#### EXERCISE PROMPT
Reproduce the passage of the blog post about a cardiac arrest call starting at "The capnography was very" and ending at "concentrated on it.".
━━━━━ EXTRACTED TEXT
Sunday, July 30, 2006

CPR

I did a code last week which ended the longest drought of my career when it comes to cardiac arrests. When I came back from the EMS Conference in Baltimore all excited to try the new CPR, I had no opportunities. Not to sound morbid, but when I walked into the basement bedroom and saw the officers doing CPR, I thought "Finally, a code."

The patient was in his late fifties. His family had been talking to him when he collapsed. I could see a dialysis catheter sticking out of his chest. He was asystole, no shock advised. He’d been down about ten minutes. I intubated him and put on the capnography – which revealed a good wave form and an ETCO2 reading of 17 to 23, which is a sign that he might indeed still be salvageable. While my partners took over CPR, I put in an EJ and started slamming the drugs. I gave him some calcium, and then as one of my partners was tiring doing the compressions I took over for a minute. I just started pounding away. Hard fast and deep. I felt like I was really priming the pump. I was John Henry against the steam drill. Then I looked over at the monitor and the ETCO2 number was 35. I stopped compressions and there was a rythmn. We checked his carotid and he had pulses. BP of 124/80. Wow, I thought!

We packaged him up, and as we got him outside, the capnography dropped down to 18 and we checked for pulses and they were gone. We gave him some more epi and got the capnography number back up and there were pulses again. We had a hard push up an outside hill to get back up to the driveway – it was either that or carry him up a steep flight of stairs and down some narrow furniture filled hallways in the house. We lost pulses again – and again it was flagged by the drop in the capnography.

On the way in – I had another paramedic with me – so we swapped back and forth doing compressions. I usually never do compressions because as the only medic on most calls, I am managing the airway or pushing drugs. Compressions are hard work. I kept yelling at the driver to slow down. He is the smoothest driver here and I couldn’t believe he was giving such a rough ride even though he was only going twenty – and then I realized it wasn’t so much he was giving a bad ride, but for the first time in years I was having to do compressions while standing up, trying to balance myself. It was hard – that and trying to do good deep, fast compressions. I kept switching back and forth with the other medic. At one point when the capnography was at 16, I told him if he could get it up to 20, I’d buy at Dunk’in Doughnuts. He started pounding away and slowly the number came up to twenty, and right on up – all the way to 28. If he slowed down the number dropped. Between us we kept the number in the high twenties, and then it shot up into the thirties and we had pulses back.

When we went to take the patient out of the back for some reason the wheels didn’t drop right and the patient slammed down on the steps and almost rolled off the stretcher. I looked at the monitor and was glad to see I still had a good capnography wave form so the tube hadn’t become dislodged.

Going down the hall the capnography number dropped again and we started CPR. They worked him awhile longer at the hospital, but he didn’t make it.

The capnography was very instructive. It did the following:

1) Confirmed placement of the tube.
2) Alerted us to ROSC three times.
3) Showed how well CPR could be done when we concentrated on it.
4) Confirmed continuously placement of tube.
━━━━━━━━━━
━━━━━ DATA FOR REVIEW
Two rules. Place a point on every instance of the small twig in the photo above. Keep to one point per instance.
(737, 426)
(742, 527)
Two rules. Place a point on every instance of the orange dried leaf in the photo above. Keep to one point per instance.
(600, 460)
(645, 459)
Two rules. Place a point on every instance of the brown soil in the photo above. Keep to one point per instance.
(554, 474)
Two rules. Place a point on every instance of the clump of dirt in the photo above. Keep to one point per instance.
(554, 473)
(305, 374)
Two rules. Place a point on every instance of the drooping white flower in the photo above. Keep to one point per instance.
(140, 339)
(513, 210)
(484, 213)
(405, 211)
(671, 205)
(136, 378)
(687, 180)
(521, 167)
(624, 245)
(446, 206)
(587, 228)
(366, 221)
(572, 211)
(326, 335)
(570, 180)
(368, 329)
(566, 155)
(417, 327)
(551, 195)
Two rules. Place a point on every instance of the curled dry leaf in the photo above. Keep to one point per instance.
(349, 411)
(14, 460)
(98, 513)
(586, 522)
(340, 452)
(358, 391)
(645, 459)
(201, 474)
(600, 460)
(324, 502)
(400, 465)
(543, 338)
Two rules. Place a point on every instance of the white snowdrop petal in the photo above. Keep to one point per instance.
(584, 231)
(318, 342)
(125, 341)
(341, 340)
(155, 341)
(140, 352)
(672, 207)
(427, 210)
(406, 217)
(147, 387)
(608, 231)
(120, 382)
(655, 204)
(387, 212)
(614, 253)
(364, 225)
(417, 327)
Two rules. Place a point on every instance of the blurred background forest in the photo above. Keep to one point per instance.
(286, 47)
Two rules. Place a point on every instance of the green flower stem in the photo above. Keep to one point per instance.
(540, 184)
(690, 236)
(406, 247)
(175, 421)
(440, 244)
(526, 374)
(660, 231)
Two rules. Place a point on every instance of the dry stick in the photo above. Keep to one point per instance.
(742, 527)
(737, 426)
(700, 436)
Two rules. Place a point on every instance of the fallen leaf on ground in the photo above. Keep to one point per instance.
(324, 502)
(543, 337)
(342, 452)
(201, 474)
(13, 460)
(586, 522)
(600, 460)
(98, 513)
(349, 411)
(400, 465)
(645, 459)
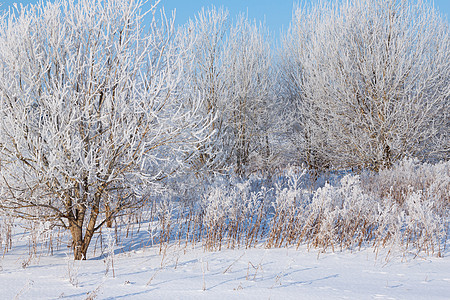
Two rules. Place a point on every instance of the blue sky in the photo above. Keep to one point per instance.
(276, 13)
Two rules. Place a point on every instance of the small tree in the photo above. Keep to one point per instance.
(90, 116)
(373, 81)
(231, 69)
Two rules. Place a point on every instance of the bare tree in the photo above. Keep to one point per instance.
(90, 115)
(372, 82)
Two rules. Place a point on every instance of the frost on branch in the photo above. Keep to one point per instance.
(90, 115)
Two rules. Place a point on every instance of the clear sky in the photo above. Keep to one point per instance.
(276, 13)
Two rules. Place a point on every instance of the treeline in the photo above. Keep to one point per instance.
(100, 105)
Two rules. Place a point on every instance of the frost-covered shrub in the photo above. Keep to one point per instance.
(409, 176)
(339, 215)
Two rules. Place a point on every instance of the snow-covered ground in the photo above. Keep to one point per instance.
(185, 272)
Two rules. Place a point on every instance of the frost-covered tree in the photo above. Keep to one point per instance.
(204, 76)
(231, 69)
(248, 85)
(90, 114)
(371, 82)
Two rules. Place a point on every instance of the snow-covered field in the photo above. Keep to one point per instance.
(187, 272)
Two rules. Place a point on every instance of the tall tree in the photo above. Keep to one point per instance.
(371, 79)
(90, 114)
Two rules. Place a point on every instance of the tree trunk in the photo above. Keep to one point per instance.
(108, 216)
(78, 244)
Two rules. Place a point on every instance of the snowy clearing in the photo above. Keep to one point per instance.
(187, 273)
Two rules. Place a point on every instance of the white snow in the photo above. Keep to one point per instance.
(188, 272)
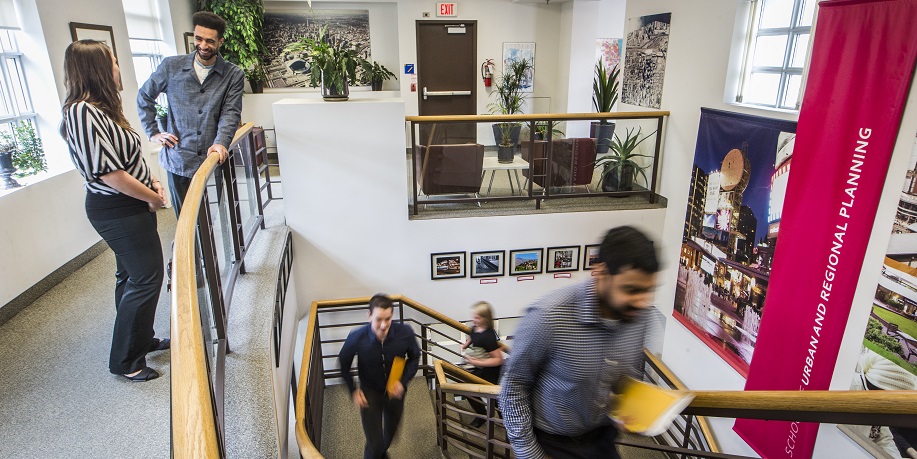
━━━━━━━━━━
#### RESULT BELOW
The capnography was very instructive. It did the following:

1) Confirmed placement of the tube.
2) Alerted us to ROSC three times.
3) Showed how well CPR could be done when we concentrated on it.